» TEXT
+++
Gpremper is a web design and development company founded in 1998 with headquarters in San Salvador, El Salvador, and offices in other Central American countries and Germany. It is a web development outsourcing firm that contracts with companies and institutions such as HSBC El Salvador, Scotiabank, Central Reserve Bank of El Salvador, Puerto La Unión (CEPA), Comisión Ejecutiva Hidroeléctrica del Río Lempa, Correos de El Salvador, Salvadoran Stock Exchange, and Industrias La Constancia. Gpremper has a portfolio of more than 450 websites in over 10 years in the internet industry. The company has 35 employees.

Gpremper owns a website that promotes music of El Salvador, which in 2004 participated organizing a musical event with the embassies of France and Germany in El Salvador, highlighting the friendship between the two cultures. The site received the Arroba de Oro 2008 award as one of the best websites of El Salvador. The company is also the winner of the Arroba de Oro 2009

In 2001 Gpremper bought a search engine for Salvadoran sites called Buscaniguas, which was launched in 1995 before the appearance of Google and it claims to be one of the oldest Salvadoran websites. The founder and manager of the firm, Gernot Premper, who has been regarded as the avatar of Salvadoran music, is German but he lives in El Salvador since a couple of years ago.
+++
» WHAT YOU WILL DO
1. In the text about Gpremper, how many employees does the company have?
2. Write out the part of the text about Gpremper between "Gpremper owns a" and "of years ago.", inclusive.
The material after this point is not needed.

Excerpts of location labeling data
+++
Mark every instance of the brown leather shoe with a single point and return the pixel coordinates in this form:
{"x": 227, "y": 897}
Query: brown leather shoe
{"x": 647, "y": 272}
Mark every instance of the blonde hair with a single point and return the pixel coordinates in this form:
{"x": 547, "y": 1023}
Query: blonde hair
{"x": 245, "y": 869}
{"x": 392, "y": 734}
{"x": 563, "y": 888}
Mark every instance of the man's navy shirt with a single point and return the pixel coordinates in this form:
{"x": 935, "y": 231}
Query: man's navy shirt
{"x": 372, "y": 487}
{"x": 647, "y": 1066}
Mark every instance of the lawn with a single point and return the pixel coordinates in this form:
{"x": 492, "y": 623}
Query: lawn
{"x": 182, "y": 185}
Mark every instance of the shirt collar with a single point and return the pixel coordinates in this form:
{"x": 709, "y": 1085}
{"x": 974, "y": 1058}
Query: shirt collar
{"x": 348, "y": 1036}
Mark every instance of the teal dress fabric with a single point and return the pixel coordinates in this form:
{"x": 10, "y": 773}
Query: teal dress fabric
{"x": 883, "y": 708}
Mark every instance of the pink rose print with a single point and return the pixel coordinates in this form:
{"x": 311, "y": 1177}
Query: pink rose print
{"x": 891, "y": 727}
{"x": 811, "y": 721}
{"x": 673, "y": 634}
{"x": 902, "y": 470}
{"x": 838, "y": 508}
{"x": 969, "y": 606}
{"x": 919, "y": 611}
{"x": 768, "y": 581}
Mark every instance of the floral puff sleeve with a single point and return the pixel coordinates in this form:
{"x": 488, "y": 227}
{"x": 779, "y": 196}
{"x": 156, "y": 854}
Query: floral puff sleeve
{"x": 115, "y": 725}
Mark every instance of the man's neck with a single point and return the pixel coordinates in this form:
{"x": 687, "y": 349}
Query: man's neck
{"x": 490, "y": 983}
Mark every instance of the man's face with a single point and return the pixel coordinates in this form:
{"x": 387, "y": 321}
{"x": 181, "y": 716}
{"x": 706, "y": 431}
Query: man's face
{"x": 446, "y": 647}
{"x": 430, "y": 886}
+++
» ANSWERS IN ORDER
1. The company has 35 employees.

2.
Gpremper owns a website that promotes music of El Salvador, which in 2004 participated organizing a musical event with the embassies of France and Germany in El Salvador, highlighting the friendship between the two cultures. The site received the Arroba de Oro 2008 award as one of the best websites of El Salvador. The company is also the winner of the Arroba de Oro 2009

In 2001 Gpremper bought a search engine for Salvadoran sites called Buscaniguas, which was launched in 1995 before the appearance of Google and it claims to be one of the oldest Salvadoran websites. The founder and manager of the firm, Gernot Premper, who has been regarded as the avatar of Salvadoran music, is German but he lives in El Salvador since a couple of years ago.